In today’s show Carolyn Boyd from Domain has been looking into the suggestion that buying a property in a good school zone will increase the growth potential of your investment and there’s more tips and advice as well.
Kevin: A question that comes my way quite often is when buyers are buying a property, if they buy in one of those areas that has good schooling, whether or not that actually adds a premium price. There is good evidence that that is in fact the case, and I know that Carolyn Boyd from Domain has been doing a little bit of research on this.
Carolyn: Hi, Kevin.
Kevin: A number of agents I’ve spoken to say that there are people who will pay a premium, but it is very general?
Carolyn: Look, I don’t think it applies to every school zone, but I would say every city in Australia, particularly where schools have zoning – not every school is zoned, but where there is zoning – this would certainly apply as there will be pockets in every single city where families will be prepared to pay more to get into that school zone.
Kevin: As you say, Carolyn, there’s not zoning in every cap city, is there?
Carolyn: No, and you might even find in some capital cities, some schools will be zoned and some won’t, depending on demand for those schools and also depending on the size of the school and the number of classrooms available. But certainly those zoned ones – there’s always a few, isn’t there, Kevin, wherever you live – where people really want to get into that school, particularly primary schools, because I think in general, people often prefer to send their children to a public primary school, and you do see more children go off into those private schools for high school.
It’s interesting. I have asked agents, “What is the premium? What will people pay extra to get into that zone?” The answer is sometimes it’s not a question of what they’ll pay extra; it’s a question of they’ll buy that house or they won’t. If it’s in the zone, they’ll buy it; if it’s out of the zone, they’re not interested.
Kevin: There are, in fact, some cool schools that offer special curriculum, as well, and that, I guess, adds to it. It seems to me as if it’s not very widespread and it’s not something that should be borne in mind if you’re looking at speculating in property, really.
Carolyn: No, and I think the thing is some of the premium prices will already be priced in to those school zones. People are already paying that money to get in, so you’re going along to purchase the house where you’re already competing against those families, and you might find you’re better off not to buy in the zone or potentially pick a school that you think is up and coming.

Supplied entries:
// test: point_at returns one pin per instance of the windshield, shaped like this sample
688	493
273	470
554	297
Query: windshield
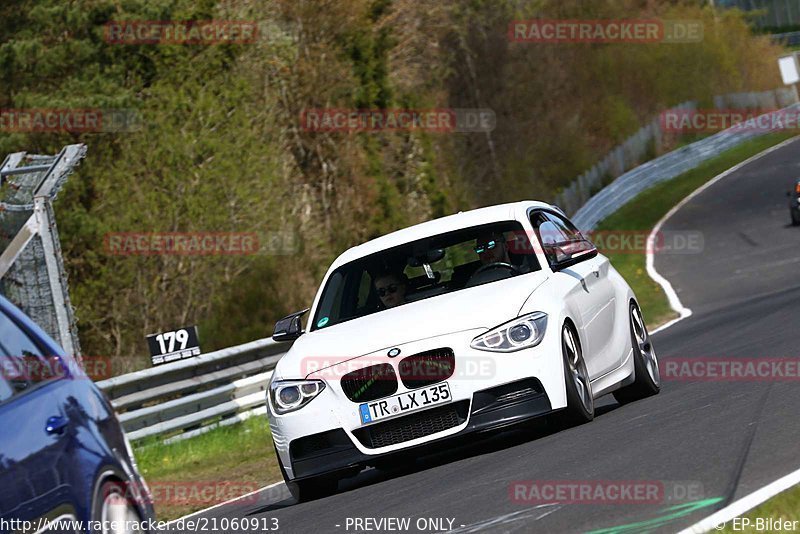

Exercise details: Reproduce word for word the passage of the interview on school zones and property prices that begins at "Kevin: A question" and stops after "that school zone.". Answer using only the interview on school zones and property prices.

In response:
Kevin: A question that comes my way quite often is when buyers are buying a property, if they buy in one of those areas that has good schooling, whether or not that actually adds a premium price. There is good evidence that that is in fact the case, and I know that Carolyn Boyd from Domain has been doing a little bit of research on this.
Carolyn: Hi, Kevin.
Kevin: A number of agents I’ve spoken to say that there are people who will pay a premium, but it is very general?
Carolyn: Look, I don’t think it applies to every school zone, but I would say every city in Australia, particularly where schools have zoning – not every school is zoned, but where there is zoning – this would certainly apply as there will be pockets in every single city where families will be prepared to pay more to get into that school zone.